# Set task
Quote the essay about dreaming of becoming an author word for word, from "To be honest, I’ve" up to and including "for the class.".

I’m Writing a Book Because I Dared to Dream When I Was Nine

By | February 4, 2012

To be honest, I’ve been planning to “be an author” since at least third grade, when Mrs. Ramos held a year-long contest to see how many Pages we could read. After reading a book, we would record the title, author, and book’s number of pages in our section of the Yellow Notebook. I remember having a stack of books on my desk, and asking, “Who has the Yellow Notebook?”, anxious to record that weekend’s total page count. The good books made me dream of being able to write that well. The bad books I just wanted to revise so other people wouldn’t have to suffer reading them.

I also wanted to be a teacher and play my violin for the class.

But let’s go back to the “being an author” part of this story.

Skip ahead to fifth grade, and reading an interview with Gary Paulsen, the author of “Hatchet.”

Mountain Wilderness

About “Hatchet:” Brian Robeson, 13, is the only passenger on a small plane flying him to visit his father in the Canadian wilderness when the pilot has a heart attack and dies. The plane drifts off course and finally crashes into a small lake. Miraculously Brian is able to swim free of the plane, arriving on a sandy tree-lined shore with only his clothing, a tattered windbreaker, and the hatchet his mother had given him as a present.

Paulsen said that in order to become a good writer, you have to read, read, read. I figured, “Well, I like to read. I don’t know if I’ll ever really be an author, but I may as well be prepared, if that ever happens. Plus, this part is easy.” So I read. A lot. (Not quite as much as Mrs. Ramos, who would walk down the street with her nose in a book, but I devoured books at pretty much every other opportunity.)

Skip to the present, and you have me in Peace Corps Armenia, wondering if there’s a way I can bring meaning and purpose to my experience, should it not automatically turn out to be fulfilling and rewarding and life-changing, and all that. I racked my brain for ideas of a personal project I could work on throughout the entire two years (actually 27 months) of my service. I wanted something that would provide a common thread to help me track my progress in some way through Peace Corps.

What could it be? Oh yeah, I planned to be an author “someday.” Finally, the seed from my 9-year-old subconsciousness has started to sprout.

Purple Flowers

What happens when seeds sprout?

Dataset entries
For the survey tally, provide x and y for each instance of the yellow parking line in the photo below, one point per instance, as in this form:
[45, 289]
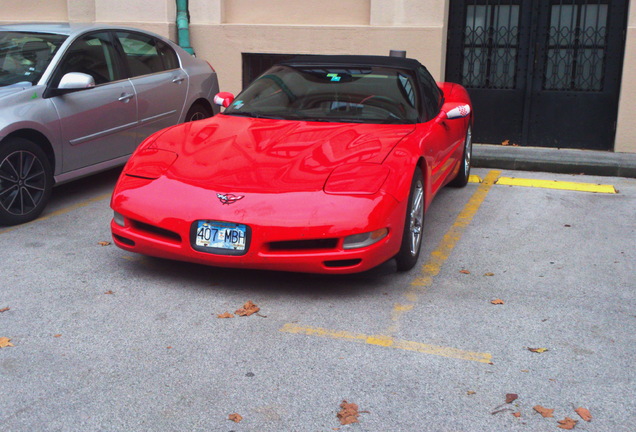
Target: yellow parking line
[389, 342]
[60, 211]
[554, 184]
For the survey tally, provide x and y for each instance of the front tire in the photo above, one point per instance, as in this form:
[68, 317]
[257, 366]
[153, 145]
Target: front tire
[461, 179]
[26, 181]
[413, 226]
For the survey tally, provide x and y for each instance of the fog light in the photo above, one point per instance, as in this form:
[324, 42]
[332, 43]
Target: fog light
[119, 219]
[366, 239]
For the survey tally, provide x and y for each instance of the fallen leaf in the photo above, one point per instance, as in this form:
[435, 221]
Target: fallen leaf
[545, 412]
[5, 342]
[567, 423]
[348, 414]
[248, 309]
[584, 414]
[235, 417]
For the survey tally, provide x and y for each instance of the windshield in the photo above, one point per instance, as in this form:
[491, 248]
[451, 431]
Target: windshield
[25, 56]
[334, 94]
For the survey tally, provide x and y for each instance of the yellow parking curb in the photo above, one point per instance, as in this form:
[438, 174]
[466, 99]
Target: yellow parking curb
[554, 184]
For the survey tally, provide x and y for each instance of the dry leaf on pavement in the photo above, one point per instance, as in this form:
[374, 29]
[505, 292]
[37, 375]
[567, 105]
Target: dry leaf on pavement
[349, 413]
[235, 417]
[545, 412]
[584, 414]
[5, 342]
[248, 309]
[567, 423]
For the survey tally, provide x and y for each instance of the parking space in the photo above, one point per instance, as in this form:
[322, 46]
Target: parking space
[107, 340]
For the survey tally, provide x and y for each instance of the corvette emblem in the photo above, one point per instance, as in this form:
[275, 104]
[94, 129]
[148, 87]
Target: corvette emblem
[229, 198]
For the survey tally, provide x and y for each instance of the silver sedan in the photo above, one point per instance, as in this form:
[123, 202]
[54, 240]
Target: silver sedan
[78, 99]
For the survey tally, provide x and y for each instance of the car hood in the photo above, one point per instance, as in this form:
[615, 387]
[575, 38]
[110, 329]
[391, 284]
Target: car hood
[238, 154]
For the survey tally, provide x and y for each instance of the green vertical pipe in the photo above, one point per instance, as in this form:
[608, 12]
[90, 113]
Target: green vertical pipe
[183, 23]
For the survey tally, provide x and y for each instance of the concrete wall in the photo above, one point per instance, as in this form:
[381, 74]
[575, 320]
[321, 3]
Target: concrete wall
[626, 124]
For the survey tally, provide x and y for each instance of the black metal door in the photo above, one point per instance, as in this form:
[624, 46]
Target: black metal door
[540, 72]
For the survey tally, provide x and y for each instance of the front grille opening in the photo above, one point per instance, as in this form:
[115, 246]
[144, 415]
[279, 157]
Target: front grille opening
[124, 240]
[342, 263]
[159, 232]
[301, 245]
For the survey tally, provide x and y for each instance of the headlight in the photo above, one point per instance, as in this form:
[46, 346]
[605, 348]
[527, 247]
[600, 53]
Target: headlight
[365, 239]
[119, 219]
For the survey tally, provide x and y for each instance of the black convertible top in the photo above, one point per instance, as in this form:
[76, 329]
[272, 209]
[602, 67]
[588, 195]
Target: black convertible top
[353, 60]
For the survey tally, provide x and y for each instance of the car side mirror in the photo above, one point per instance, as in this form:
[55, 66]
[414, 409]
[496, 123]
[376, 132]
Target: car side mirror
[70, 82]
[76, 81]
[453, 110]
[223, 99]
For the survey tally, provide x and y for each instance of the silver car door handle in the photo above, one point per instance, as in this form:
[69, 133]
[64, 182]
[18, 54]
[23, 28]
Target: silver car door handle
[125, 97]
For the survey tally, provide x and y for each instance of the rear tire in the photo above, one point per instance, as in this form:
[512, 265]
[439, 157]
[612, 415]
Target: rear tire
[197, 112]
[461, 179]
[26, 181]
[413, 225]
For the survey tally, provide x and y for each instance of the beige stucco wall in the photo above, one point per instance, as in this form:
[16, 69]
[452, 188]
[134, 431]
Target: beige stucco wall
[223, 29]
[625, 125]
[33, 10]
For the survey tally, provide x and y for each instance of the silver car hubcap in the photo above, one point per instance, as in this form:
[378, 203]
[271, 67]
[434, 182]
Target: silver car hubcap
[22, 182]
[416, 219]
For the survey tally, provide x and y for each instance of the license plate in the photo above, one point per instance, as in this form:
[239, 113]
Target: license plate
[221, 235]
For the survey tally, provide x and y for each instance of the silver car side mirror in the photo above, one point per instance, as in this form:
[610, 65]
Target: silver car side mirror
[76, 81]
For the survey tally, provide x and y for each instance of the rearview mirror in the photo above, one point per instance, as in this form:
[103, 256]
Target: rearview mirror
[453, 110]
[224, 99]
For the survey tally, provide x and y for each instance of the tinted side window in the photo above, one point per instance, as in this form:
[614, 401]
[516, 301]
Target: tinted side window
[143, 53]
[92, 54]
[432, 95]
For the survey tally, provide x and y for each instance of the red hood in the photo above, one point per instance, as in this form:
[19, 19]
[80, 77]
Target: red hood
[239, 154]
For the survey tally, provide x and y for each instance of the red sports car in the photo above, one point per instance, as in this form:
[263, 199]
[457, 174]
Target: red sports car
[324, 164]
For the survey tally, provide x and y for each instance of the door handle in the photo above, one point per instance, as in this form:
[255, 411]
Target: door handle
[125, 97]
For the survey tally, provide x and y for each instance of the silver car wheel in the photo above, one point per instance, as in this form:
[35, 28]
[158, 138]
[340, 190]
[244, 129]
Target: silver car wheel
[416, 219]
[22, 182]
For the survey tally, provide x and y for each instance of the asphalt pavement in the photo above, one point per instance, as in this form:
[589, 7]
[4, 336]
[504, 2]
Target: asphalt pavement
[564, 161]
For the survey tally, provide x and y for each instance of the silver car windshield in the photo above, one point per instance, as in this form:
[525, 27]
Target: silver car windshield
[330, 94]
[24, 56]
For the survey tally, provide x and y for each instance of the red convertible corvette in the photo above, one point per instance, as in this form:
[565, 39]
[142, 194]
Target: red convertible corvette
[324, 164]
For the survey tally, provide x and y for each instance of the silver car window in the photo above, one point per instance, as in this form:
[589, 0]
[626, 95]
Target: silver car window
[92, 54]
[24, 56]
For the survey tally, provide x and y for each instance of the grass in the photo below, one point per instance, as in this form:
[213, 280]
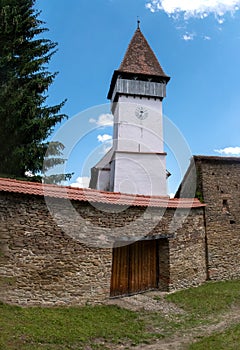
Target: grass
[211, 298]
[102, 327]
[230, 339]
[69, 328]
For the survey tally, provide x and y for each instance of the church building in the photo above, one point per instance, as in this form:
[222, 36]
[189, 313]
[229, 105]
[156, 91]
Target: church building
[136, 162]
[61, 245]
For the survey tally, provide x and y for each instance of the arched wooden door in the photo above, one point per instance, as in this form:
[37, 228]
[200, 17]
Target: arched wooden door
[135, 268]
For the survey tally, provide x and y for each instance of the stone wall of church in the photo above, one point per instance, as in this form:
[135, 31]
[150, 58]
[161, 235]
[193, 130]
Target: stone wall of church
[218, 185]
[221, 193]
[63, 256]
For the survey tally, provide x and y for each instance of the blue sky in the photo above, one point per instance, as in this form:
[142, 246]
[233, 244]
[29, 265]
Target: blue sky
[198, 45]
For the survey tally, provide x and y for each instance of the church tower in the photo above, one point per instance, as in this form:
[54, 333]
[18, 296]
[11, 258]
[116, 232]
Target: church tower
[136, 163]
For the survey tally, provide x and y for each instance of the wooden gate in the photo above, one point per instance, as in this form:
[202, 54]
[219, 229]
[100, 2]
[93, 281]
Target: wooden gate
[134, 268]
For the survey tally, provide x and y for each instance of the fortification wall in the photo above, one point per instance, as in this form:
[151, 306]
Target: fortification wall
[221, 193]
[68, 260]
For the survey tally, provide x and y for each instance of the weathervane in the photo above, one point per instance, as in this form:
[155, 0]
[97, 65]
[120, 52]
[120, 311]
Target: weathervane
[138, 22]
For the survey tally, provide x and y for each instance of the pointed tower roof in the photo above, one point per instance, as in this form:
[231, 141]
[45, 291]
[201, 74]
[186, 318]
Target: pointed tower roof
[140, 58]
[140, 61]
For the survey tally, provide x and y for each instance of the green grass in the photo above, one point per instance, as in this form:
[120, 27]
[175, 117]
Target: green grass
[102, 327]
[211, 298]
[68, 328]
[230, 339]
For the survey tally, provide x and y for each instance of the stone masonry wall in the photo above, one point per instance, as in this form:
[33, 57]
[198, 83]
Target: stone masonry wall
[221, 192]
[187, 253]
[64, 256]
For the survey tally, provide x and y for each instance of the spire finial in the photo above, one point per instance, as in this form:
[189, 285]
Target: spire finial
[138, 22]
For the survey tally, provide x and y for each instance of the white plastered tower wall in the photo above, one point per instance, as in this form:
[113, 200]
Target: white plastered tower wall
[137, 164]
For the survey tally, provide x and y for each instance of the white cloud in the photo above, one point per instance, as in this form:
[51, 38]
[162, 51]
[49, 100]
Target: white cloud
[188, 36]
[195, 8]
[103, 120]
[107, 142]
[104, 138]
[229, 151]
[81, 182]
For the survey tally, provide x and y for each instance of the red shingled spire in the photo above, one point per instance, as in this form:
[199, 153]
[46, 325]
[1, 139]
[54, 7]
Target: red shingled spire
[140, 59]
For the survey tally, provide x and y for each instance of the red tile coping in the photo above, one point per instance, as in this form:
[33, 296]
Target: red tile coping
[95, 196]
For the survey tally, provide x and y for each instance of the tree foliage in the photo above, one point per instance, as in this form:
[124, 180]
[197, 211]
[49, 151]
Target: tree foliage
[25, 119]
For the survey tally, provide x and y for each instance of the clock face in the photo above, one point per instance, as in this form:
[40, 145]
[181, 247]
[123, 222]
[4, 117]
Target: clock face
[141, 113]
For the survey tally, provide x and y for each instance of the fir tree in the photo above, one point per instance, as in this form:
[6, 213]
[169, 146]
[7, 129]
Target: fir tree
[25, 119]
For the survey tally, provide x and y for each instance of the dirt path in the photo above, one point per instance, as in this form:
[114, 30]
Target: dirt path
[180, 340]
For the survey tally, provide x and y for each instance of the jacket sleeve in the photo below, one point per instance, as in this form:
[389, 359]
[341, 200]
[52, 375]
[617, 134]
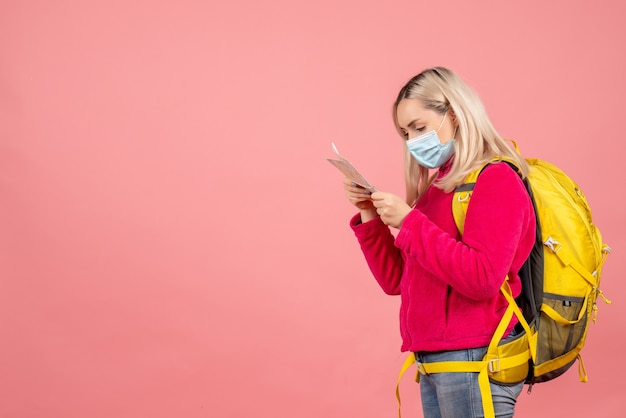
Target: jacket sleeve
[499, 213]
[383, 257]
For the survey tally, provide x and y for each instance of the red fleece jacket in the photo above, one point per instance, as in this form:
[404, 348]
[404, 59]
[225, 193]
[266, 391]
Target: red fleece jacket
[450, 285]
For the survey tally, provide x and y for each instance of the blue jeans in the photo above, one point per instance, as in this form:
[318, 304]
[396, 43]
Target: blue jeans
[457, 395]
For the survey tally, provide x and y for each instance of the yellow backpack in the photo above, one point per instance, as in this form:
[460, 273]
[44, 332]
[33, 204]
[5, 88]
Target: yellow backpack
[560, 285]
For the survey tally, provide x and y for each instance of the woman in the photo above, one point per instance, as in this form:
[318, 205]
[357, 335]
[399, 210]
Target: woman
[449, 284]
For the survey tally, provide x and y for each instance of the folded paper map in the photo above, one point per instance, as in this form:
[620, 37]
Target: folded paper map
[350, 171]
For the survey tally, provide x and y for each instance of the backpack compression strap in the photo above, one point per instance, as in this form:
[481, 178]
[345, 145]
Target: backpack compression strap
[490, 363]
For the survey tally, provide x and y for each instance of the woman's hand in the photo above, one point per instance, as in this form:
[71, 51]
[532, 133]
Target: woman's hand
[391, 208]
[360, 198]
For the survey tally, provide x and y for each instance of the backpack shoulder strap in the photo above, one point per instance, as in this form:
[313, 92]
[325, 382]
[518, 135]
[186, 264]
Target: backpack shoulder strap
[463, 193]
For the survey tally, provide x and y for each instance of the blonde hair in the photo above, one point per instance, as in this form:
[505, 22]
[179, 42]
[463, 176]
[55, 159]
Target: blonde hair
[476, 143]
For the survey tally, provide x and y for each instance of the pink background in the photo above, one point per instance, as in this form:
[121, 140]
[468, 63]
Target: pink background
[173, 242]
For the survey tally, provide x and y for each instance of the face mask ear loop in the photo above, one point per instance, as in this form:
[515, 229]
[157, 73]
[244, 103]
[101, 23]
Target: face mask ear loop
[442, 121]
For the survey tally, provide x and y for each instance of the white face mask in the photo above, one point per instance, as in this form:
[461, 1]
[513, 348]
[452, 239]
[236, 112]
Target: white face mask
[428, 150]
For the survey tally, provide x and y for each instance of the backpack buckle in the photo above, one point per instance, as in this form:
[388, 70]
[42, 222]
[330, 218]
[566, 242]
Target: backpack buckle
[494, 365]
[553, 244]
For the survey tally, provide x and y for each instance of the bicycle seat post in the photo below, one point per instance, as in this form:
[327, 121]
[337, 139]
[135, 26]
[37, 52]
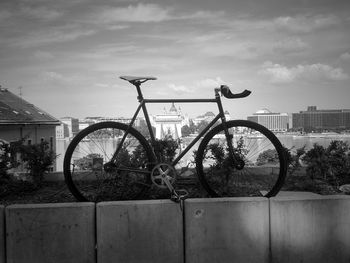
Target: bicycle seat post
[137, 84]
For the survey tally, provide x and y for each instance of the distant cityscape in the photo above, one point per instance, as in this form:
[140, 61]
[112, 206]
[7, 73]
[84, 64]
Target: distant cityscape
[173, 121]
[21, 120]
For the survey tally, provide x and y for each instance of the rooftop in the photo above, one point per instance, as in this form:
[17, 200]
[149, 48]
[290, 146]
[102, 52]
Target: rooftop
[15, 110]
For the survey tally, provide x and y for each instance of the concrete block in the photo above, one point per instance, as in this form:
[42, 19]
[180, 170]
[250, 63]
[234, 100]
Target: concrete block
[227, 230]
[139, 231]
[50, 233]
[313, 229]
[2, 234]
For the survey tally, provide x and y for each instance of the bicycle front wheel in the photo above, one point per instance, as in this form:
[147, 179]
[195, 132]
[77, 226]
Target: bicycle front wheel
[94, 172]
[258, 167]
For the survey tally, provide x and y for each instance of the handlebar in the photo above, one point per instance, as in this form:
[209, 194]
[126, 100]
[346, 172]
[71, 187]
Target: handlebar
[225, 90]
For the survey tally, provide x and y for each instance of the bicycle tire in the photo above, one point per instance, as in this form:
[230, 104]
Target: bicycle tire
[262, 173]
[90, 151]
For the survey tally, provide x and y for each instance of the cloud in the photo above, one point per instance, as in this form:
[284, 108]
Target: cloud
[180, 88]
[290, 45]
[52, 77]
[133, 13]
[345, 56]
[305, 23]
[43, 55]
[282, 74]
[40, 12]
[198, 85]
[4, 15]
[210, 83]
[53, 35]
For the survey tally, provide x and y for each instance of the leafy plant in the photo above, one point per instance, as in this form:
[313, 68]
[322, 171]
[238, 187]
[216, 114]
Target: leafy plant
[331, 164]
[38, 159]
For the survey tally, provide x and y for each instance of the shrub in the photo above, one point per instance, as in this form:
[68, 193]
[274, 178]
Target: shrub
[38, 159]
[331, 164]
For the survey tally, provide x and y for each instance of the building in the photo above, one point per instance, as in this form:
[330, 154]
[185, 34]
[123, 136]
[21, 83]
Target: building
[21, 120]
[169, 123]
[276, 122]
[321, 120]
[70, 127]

# Finished exercise
To be honest, I’ve been planning to “be an author” since at least third grade, when Mrs. Ramos held a year-long contest to see how many Pages we could read. After reading a book, we would record the title, author, and book’s number of pages in our section of the Yellow Notebook. I remember having a stack of books on my desk, and asking, “Who has the Yellow Notebook?”, anxious to record that weekend’s total page count. The good books made me dream of being able to write that well. The bad books I just wanted to revise so other people wouldn’t have to suffer reading them.

I also wanted to be a teacher and play my violin for the class.